Supplied information -

▼

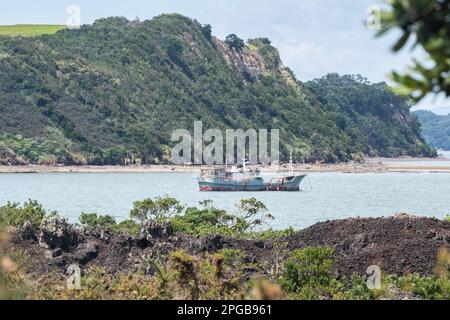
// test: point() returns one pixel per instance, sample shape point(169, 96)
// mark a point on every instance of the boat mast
point(291, 170)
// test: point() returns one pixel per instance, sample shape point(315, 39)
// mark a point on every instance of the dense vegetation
point(299, 274)
point(30, 30)
point(113, 92)
point(424, 23)
point(366, 113)
point(435, 129)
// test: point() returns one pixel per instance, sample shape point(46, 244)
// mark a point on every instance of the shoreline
point(372, 165)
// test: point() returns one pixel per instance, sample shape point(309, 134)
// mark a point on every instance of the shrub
point(428, 287)
point(15, 215)
point(93, 220)
point(158, 209)
point(308, 273)
point(233, 41)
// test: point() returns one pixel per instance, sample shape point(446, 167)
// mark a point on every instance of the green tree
point(158, 209)
point(252, 213)
point(427, 24)
point(234, 41)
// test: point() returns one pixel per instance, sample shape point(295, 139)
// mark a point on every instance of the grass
point(29, 30)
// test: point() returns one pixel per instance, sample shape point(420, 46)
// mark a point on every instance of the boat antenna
point(291, 170)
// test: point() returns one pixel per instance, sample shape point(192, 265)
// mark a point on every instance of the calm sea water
point(324, 196)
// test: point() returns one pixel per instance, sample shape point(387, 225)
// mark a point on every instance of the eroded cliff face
point(256, 59)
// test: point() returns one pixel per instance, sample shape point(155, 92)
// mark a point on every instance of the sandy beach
point(370, 165)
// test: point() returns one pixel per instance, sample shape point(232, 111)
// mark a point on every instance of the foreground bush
point(13, 214)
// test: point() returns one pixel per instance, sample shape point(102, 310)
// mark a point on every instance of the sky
point(314, 37)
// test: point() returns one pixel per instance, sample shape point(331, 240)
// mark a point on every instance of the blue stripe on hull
point(290, 185)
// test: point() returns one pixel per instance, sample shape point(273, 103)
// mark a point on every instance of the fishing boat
point(241, 179)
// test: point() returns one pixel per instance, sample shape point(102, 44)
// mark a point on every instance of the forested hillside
point(113, 92)
point(435, 128)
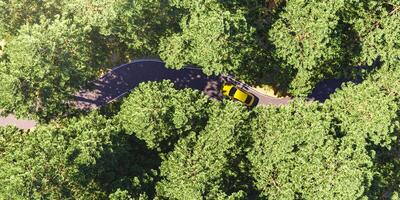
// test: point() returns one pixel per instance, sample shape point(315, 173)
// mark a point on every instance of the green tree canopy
point(295, 155)
point(212, 36)
point(44, 65)
point(159, 114)
point(207, 164)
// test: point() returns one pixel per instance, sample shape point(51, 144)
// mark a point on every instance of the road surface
point(119, 81)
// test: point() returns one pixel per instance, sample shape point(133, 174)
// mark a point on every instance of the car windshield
point(232, 92)
point(248, 99)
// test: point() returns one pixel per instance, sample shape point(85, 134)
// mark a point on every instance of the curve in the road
point(122, 79)
point(119, 81)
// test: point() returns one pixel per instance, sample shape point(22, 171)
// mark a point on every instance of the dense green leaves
point(203, 165)
point(167, 143)
point(212, 36)
point(159, 114)
point(48, 162)
point(44, 64)
point(295, 156)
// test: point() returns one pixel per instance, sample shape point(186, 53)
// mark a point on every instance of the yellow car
point(236, 93)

▲

Goal - Format all of the material above as a Markdown table with a Row column for the line number and a Line column for the text. Leave out blank lines and the pictures.

Output below -
| Row | Line |
|---|---|
| 1 | // test: point() returns one pixel per instance, sample shape point(169, 96) |
| 2 | // mark a point on every instance of the boat mast |
| 3 | point(291, 170) |
| 4 | // test: point() returns one pixel per instance, sample shape point(315, 39) |
| 5 | // mark a point on every instance of the dense vegetation |
| 6 | point(299, 274) |
| 7 | point(30, 30) |
| 8 | point(113, 92) |
| 9 | point(424, 23) |
| 10 | point(366, 113) |
| 11 | point(435, 129) |
| 12 | // test: point() returns one pixel per instance, sample shape point(46, 244) |
| 13 | // mark a point on every instance of the shoreline |
| 14 | point(372, 165) |
| 15 | // test: point() returns one pixel per instance, sample shape point(309, 134) |
| 16 | // mark a point on every instance of the shrub |
| 17 | point(428, 287) |
| 18 | point(15, 215) |
| 19 | point(93, 220) |
| 20 | point(158, 209) |
| 21 | point(308, 273) |
| 22 | point(233, 41) |
| 23 | // test: point() returns one pixel per instance, sample shape point(446, 167) |
| 24 | // mark a point on every instance of the green tree |
| 25 | point(158, 209) |
| 26 | point(252, 213) |
| 27 | point(427, 24) |
| 28 | point(234, 41) |
| 29 | // test: point() returns one pixel per instance, sample shape point(295, 139) |
| 30 | // mark a point on every instance of the grass |
| 31 | point(29, 30) |
| 32 | // test: point() returns one pixel per instance, sample shape point(420, 46) |
| 33 | // mark a point on every instance of the boat antenna |
| 34 | point(291, 170) |
| 35 | // test: point() returns one pixel per instance, sample shape point(192, 265) |
| 36 | // mark a point on every instance of the calm sea water |
| 37 | point(324, 196) |
| 38 | // test: point() returns one pixel per instance, sample shape point(387, 225) |
| 39 | // mark a point on every instance of the eroded cliff face |
| 40 | point(256, 59) |
| 41 | // test: point() returns one pixel per instance, sample shape point(155, 92) |
| 42 | // mark a point on every instance of the sandy beach |
| 43 | point(370, 165) |
| 44 | // test: point() returns one pixel per instance, sample shape point(232, 111) |
| 45 | // mark a point on every instance of the foreground bush |
| 46 | point(13, 214) |
| 47 | // test: point() returns one pixel per instance, sample shape point(102, 310) |
| 48 | // mark a point on every instance of the sky |
| 49 | point(314, 37) |
| 50 | // test: point() returns one pixel per instance, sample shape point(331, 240) |
| 51 | // mark a point on every instance of the blue stripe on hull |
| 52 | point(290, 185) |
| 53 | // test: point() returns one pixel per instance, sample shape point(273, 103) |
| 54 | // mark a point on every instance of the fishing boat |
| 55 | point(241, 179) |
| 56 | // test: point() returns one pixel per instance, sample shape point(102, 44) |
| 57 | // mark a point on every instance of the forested hillside |
| 58 | point(113, 92) |
| 59 | point(435, 128) |
| 60 | // test: point() returns one pixel per instance, sample shape point(315, 173) |
| 61 | // mark a point on every instance of the green tree canopy |
| 62 | point(295, 155) |
| 63 | point(212, 36) |
| 64 | point(44, 65) |
| 65 | point(159, 114) |
| 66 | point(207, 164) |
| 67 | // test: point() returns one pixel per instance, sample shape point(51, 144) |
| 68 | // mark a point on every instance of the road surface |
| 69 | point(119, 81) |
| 70 | // test: point() returns one pixel per instance, sample shape point(133, 174) |
| 71 | // mark a point on every instance of the car windshield |
| 72 | point(232, 92) |
| 73 | point(248, 99) |
| 74 | // test: point() returns one pixel per instance, sample shape point(85, 134) |
| 75 | // mark a point on every instance of the curve in the road |
| 76 | point(122, 79) |
| 77 | point(119, 81) |
| 78 | // test: point() returns one pixel per instance, sample shape point(22, 171) |
| 79 | // mark a point on every instance of the dense green leaves |
| 80 | point(203, 165) |
| 81 | point(167, 143) |
| 82 | point(212, 36) |
| 83 | point(159, 114) |
| 84 | point(48, 162) |
| 85 | point(44, 64) |
| 86 | point(295, 156) |
| 87 | // test: point() returns one pixel per instance, sample shape point(186, 53) |
| 88 | // mark a point on every instance of the yellow car |
| 89 | point(236, 93) |